- [Exercise brief]: Your answer should be the lines from the start of the records through the line with "positive clicks: (7, 61) (16, 83) (8, 111)", copied word for word.

________________________________________

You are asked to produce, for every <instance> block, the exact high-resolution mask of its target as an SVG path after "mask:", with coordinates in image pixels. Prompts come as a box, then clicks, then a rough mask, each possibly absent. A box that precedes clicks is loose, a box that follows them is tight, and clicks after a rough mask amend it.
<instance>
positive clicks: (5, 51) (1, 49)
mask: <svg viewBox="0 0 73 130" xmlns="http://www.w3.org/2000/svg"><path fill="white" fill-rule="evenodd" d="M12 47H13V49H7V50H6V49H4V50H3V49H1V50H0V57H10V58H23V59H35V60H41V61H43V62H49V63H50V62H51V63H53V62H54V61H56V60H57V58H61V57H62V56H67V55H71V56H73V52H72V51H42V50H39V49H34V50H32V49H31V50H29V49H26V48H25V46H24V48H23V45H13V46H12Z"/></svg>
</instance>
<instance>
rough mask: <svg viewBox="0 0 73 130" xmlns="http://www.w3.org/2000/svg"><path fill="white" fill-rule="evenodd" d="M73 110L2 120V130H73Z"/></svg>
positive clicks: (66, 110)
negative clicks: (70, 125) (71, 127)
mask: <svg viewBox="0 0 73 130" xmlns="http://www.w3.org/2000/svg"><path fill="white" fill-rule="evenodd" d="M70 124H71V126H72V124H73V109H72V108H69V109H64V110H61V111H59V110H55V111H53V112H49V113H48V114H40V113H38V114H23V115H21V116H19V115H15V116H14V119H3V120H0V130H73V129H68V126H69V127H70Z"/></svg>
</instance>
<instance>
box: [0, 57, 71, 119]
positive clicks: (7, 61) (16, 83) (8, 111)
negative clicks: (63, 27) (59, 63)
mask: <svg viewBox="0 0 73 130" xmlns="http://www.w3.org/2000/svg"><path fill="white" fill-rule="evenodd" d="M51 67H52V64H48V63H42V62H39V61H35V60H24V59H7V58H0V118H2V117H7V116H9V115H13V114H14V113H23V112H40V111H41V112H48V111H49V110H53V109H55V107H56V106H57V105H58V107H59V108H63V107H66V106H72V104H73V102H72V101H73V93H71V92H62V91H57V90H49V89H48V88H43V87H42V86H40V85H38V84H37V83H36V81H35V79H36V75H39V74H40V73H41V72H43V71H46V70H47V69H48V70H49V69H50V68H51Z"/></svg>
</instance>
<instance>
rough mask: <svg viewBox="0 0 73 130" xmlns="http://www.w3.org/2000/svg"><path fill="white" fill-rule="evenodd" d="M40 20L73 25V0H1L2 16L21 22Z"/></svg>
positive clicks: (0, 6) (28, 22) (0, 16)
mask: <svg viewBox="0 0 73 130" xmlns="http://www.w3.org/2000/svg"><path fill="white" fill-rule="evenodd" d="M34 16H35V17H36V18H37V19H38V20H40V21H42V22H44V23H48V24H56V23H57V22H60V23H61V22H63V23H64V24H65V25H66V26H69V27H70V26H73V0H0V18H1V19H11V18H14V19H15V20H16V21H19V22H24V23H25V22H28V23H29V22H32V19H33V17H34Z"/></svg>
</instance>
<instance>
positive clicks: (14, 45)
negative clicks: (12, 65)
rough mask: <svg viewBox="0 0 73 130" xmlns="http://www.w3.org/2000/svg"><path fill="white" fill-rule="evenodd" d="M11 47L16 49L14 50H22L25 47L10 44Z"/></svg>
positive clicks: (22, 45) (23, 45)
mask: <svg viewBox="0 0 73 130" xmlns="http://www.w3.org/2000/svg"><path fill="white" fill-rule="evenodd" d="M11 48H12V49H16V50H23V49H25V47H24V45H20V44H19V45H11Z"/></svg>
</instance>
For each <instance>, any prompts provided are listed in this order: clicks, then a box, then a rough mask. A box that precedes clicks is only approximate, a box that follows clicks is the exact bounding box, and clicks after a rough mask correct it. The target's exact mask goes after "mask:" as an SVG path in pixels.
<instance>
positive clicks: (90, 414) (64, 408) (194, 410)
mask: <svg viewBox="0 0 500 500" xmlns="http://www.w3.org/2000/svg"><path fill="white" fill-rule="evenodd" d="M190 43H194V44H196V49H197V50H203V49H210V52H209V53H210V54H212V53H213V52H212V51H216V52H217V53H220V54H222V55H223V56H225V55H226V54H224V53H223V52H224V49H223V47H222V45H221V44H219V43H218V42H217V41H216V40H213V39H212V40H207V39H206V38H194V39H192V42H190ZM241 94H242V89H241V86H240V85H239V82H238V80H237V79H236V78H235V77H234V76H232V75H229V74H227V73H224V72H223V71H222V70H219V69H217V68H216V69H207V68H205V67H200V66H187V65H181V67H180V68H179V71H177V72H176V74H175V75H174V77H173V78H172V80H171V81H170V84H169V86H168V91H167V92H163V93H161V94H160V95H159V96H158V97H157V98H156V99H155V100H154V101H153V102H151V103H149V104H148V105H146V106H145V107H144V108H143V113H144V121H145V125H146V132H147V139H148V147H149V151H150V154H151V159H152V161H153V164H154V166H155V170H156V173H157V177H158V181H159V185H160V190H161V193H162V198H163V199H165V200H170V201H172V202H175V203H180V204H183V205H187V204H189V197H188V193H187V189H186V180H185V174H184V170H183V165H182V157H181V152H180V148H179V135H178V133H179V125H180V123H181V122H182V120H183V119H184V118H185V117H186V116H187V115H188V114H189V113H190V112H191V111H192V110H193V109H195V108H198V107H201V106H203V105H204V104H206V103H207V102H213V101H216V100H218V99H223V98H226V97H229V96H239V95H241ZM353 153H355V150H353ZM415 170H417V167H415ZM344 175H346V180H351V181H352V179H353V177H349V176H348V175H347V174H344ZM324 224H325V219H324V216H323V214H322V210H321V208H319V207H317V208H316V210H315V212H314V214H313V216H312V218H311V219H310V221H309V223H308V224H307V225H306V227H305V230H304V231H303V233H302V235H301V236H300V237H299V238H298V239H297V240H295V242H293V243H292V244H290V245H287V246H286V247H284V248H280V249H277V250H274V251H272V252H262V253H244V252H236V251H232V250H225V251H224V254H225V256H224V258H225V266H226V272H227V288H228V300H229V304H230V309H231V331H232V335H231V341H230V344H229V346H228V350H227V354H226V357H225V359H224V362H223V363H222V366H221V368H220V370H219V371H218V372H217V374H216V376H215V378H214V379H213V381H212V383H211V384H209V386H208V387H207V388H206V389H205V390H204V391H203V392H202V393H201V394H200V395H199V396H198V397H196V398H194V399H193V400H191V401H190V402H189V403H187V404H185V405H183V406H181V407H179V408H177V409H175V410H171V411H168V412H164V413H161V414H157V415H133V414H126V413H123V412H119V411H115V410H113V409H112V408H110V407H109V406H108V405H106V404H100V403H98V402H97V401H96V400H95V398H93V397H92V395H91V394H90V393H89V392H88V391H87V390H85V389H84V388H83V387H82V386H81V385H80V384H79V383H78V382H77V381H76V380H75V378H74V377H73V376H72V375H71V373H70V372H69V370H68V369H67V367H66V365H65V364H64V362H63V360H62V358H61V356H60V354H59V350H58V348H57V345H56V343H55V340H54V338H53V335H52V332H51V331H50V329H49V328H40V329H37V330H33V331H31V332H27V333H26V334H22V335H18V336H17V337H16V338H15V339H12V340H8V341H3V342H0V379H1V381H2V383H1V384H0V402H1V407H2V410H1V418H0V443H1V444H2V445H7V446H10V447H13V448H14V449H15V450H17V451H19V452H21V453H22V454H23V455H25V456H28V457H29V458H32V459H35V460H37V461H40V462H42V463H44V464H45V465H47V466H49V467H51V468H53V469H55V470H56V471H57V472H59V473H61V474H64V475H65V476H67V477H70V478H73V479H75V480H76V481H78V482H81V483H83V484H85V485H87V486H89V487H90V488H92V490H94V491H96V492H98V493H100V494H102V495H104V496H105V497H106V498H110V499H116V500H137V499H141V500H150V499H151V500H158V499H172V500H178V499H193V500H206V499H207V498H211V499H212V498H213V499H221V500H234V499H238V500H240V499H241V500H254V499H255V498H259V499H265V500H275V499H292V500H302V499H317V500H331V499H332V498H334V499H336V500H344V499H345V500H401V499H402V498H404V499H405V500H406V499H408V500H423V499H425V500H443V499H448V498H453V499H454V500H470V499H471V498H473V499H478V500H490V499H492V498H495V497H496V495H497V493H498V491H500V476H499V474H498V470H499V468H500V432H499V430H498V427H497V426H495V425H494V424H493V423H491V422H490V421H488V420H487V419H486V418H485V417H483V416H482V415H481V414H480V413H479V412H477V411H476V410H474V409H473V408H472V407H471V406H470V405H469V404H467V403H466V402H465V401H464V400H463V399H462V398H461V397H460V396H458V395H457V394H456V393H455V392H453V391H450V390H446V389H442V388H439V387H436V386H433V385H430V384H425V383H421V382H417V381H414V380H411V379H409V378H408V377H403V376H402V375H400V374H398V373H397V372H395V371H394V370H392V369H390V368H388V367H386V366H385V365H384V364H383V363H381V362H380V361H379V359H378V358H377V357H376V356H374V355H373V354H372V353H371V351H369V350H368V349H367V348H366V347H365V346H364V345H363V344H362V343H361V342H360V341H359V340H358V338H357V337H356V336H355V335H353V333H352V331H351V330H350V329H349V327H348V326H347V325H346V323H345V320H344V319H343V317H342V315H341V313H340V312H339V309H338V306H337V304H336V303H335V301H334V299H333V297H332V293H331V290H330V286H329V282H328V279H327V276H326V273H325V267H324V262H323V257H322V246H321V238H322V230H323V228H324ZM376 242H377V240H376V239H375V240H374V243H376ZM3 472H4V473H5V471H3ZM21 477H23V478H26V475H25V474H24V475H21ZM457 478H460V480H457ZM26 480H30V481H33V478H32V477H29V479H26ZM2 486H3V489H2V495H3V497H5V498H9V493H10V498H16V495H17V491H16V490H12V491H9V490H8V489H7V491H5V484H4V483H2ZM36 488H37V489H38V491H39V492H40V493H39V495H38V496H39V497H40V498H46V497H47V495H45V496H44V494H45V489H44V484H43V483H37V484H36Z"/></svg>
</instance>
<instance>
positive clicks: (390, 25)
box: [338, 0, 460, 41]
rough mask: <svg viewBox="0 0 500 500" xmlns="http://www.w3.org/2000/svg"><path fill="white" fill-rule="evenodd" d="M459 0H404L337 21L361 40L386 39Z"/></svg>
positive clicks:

________________________________________

- [Completed task]:
You are asked to produce, for every <instance> block, the exact high-resolution mask of its target as an SVG path after "mask:", with coordinates in image pixels. Prompts come as a box, then clicks, then a rough mask, each possibly absent. A box that precedes clicks is loose, a box that follows them is tight, and clicks after a rough mask amend it.
<instance>
positive clicks: (5, 51) (1, 49)
mask: <svg viewBox="0 0 73 130" xmlns="http://www.w3.org/2000/svg"><path fill="white" fill-rule="evenodd" d="M12 47H13V49H7V50H6V49H4V50H3V49H1V50H0V57H10V58H23V59H35V60H41V61H43V62H49V63H50V62H51V63H53V62H54V61H56V60H57V58H61V57H62V56H67V55H71V56H73V52H72V51H42V50H39V49H34V50H32V49H31V50H29V49H26V48H25V46H24V48H23V45H13V46H12Z"/></svg>
</instance>
<instance>
rough mask: <svg viewBox="0 0 73 130" xmlns="http://www.w3.org/2000/svg"><path fill="white" fill-rule="evenodd" d="M73 110L2 120V130H73Z"/></svg>
positive clicks: (66, 110)
negative clicks: (70, 125) (71, 127)
mask: <svg viewBox="0 0 73 130" xmlns="http://www.w3.org/2000/svg"><path fill="white" fill-rule="evenodd" d="M70 124H71V126H72V124H73V109H72V108H69V109H64V110H61V111H59V110H55V111H53V112H49V113H48V114H40V113H38V114H23V115H21V116H19V115H15V116H14V119H3V120H0V130H73V129H68V126H69V127H70Z"/></svg>
</instance>
<instance>
box: [0, 57, 71, 119]
positive clicks: (7, 61) (16, 83) (8, 111)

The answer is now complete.